Problem details: Output the records in full, exactly as given.
====== Material for this exercise
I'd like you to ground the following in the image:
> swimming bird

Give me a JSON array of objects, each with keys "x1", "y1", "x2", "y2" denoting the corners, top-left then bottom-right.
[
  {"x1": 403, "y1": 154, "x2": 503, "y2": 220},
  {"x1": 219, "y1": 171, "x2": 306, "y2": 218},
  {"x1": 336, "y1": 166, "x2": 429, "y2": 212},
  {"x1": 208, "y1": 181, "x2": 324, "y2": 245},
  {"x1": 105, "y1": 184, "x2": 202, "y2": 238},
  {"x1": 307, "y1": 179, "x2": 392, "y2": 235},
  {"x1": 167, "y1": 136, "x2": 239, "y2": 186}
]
============
Exercise solution:
I'd like you to ground the following in the image:
> swimming bird

Give me a JSON array of objects, each with keys "x1", "y1", "x2", "y2" denoting the corners, top-left then bottom-right.
[
  {"x1": 403, "y1": 154, "x2": 503, "y2": 220},
  {"x1": 219, "y1": 171, "x2": 306, "y2": 218},
  {"x1": 336, "y1": 166, "x2": 429, "y2": 212},
  {"x1": 208, "y1": 181, "x2": 324, "y2": 245},
  {"x1": 105, "y1": 184, "x2": 202, "y2": 238},
  {"x1": 307, "y1": 179, "x2": 392, "y2": 235},
  {"x1": 167, "y1": 136, "x2": 239, "y2": 186}
]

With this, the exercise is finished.